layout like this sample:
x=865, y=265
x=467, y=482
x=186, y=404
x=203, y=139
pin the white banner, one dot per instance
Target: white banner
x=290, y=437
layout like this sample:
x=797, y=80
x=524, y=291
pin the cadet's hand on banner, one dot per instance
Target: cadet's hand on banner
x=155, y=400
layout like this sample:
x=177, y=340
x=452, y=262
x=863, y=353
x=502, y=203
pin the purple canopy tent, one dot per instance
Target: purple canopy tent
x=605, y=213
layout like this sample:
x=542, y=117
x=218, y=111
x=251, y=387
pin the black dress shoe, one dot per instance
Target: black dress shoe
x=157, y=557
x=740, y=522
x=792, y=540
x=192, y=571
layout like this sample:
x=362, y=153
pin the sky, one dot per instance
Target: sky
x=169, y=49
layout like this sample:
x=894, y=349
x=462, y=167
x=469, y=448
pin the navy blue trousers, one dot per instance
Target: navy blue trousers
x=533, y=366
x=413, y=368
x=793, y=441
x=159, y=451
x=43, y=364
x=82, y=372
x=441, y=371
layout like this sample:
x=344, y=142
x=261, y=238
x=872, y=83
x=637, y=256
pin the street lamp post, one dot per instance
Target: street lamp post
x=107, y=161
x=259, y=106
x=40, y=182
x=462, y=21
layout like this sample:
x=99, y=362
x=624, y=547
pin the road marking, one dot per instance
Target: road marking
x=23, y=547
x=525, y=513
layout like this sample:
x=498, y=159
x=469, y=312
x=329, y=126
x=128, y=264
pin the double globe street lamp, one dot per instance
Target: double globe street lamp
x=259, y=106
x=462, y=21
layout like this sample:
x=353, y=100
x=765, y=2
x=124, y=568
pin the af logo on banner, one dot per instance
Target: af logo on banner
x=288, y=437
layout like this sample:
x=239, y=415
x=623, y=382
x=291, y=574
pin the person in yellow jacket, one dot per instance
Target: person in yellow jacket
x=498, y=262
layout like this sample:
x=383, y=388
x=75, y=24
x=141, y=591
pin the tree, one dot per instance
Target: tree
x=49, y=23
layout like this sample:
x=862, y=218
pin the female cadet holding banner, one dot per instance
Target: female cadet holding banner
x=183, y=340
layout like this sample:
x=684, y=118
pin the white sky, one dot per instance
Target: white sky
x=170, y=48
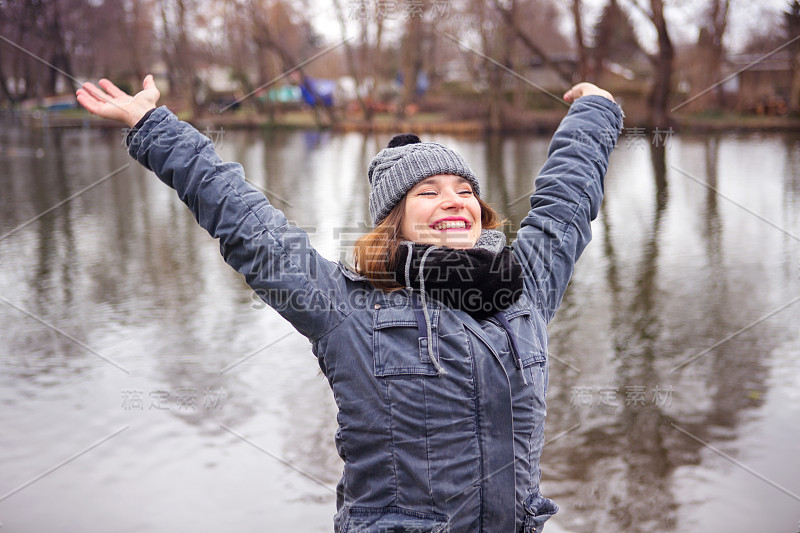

What the exercise asks: Copy out the listing above line for line, leaving out the picture.

Result of the task:
layout like this sample:
x=865, y=265
x=467, y=482
x=186, y=404
x=203, y=139
pin the white banner, one dot per instance
Target: white banner
x=290, y=437
layout like this sample:
x=797, y=80
x=524, y=291
pin the cadet's hand on banner, one dot per instance
Target: cadet's hand on banner
x=155, y=400
layout like this sample:
x=177, y=340
x=452, y=262
x=863, y=353
x=502, y=203
pin the purple canopy tent, one dot per instance
Target: purple canopy tent
x=605, y=213
layout like this sample:
x=542, y=117
x=218, y=111
x=251, y=387
pin the black dress shoe, one dot per instance
Target: black dress shoe
x=157, y=557
x=740, y=522
x=792, y=540
x=192, y=571
layout like this sample:
x=362, y=153
pin the sky, one dot per instance
Target: sky
x=169, y=49
layout like this sample:
x=894, y=349
x=462, y=167
x=469, y=448
pin the navy blue trousers, one dot per instance
Target: navy blue trousers
x=533, y=366
x=413, y=368
x=793, y=441
x=159, y=451
x=43, y=364
x=82, y=372
x=441, y=371
layout like this sample:
x=344, y=142
x=261, y=238
x=872, y=83
x=637, y=256
pin the street lamp post, one dot per instance
Target: street lamp post
x=107, y=161
x=259, y=106
x=40, y=182
x=462, y=21
layout like this sample:
x=99, y=362
x=624, y=547
pin the road marking, one dot per instance
Target: road marking
x=23, y=547
x=525, y=513
layout like this sample:
x=498, y=159
x=469, y=312
x=329, y=126
x=128, y=264
pin the double globe street lamp, one dot per instance
Target: double globe street lamp
x=259, y=106
x=462, y=21
layout like this sample:
x=353, y=100
x=765, y=2
x=124, y=568
pin the af logo on banner, one dot per instance
Target: af logo on banner
x=288, y=437
layout like this sample:
x=239, y=415
x=623, y=382
x=291, y=574
pin the person in yellow jacket, one dot per instance
Target: person in yellow jacket
x=498, y=262
layout like this sample:
x=383, y=388
x=75, y=24
x=141, y=591
pin the tree, one dot per instance
Target: tree
x=49, y=23
layout like this sample:
x=862, y=218
pin the female cadet holding banner, one dot per instance
Target: female cadet holding banner
x=183, y=340
layout like this sample:
x=684, y=118
pin the white sky, one dot per instance
Target: white sky
x=170, y=48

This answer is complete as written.